**Given request:** Starting at the line that contains "Trace the outline of every instance of the ceiling" and continuing through the end of the data, write those lines out again with "ceiling fan blade" changed to "fan blade" and nothing else altered. Omit the pictures.

** Start of Dataset records **

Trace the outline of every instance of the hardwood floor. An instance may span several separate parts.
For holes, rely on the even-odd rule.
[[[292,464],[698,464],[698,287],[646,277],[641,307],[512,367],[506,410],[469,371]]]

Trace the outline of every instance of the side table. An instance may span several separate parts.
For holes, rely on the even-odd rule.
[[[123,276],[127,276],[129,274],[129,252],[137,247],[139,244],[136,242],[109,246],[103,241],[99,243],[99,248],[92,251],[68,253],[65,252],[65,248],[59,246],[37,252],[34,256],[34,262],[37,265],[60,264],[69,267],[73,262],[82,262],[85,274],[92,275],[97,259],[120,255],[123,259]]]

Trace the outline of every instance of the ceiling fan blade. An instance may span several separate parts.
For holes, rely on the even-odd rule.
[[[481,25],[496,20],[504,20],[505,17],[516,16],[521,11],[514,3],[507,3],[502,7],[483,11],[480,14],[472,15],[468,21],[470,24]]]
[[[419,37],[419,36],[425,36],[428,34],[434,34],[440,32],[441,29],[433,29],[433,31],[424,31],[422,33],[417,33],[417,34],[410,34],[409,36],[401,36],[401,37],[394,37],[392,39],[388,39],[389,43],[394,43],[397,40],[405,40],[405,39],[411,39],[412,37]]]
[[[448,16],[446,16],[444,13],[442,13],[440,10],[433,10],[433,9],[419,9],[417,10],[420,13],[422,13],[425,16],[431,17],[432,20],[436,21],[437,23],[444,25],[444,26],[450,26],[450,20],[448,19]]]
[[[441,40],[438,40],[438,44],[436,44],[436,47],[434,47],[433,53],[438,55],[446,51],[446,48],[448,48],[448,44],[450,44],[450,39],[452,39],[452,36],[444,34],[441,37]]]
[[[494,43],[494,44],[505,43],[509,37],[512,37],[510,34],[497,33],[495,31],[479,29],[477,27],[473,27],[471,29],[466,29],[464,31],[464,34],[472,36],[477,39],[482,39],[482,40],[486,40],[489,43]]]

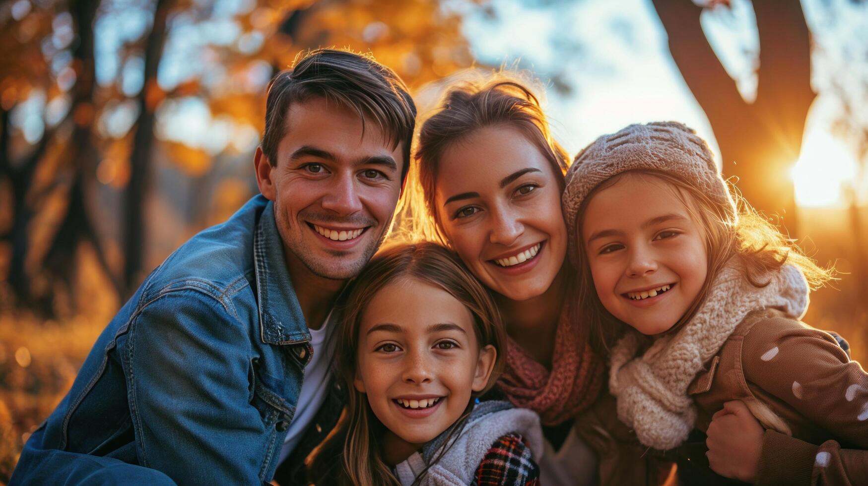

** End of Dataset records **

**Written answer:**
Trace the outline of every instance of the fan blade. An instance may span several separate parts.
For holes, rely on the even-odd rule.
[[[481,25],[496,20],[504,20],[505,17],[516,16],[521,11],[514,3],[507,3],[502,7],[483,11],[480,14],[472,15],[468,21],[470,24]]]
[[[419,37],[419,36],[425,36],[428,34],[434,34],[440,32],[441,29],[433,29],[433,31],[424,31],[422,33],[417,33],[417,34],[410,34],[409,36],[401,36],[401,37],[394,37],[392,39],[388,39],[389,43],[394,43],[397,40],[405,40],[405,39],[411,39],[412,37]]]
[[[448,16],[446,16],[444,13],[442,13],[440,10],[433,10],[433,9],[419,9],[417,10],[420,13],[422,13],[425,16],[431,17],[432,20],[436,21],[437,23],[444,25],[444,26],[450,26],[450,20],[448,19]]]
[[[441,40],[438,40],[438,44],[436,44],[436,47],[434,47],[433,53],[438,55],[446,51],[446,48],[448,48],[448,44],[450,44],[450,39],[452,39],[452,36],[444,34],[441,37]]]
[[[494,43],[494,44],[505,43],[509,37],[512,37],[510,34],[497,33],[495,31],[479,29],[477,27],[473,27],[471,29],[466,29],[464,31],[464,34],[472,36],[477,39],[482,39],[482,40],[486,40],[489,43]]]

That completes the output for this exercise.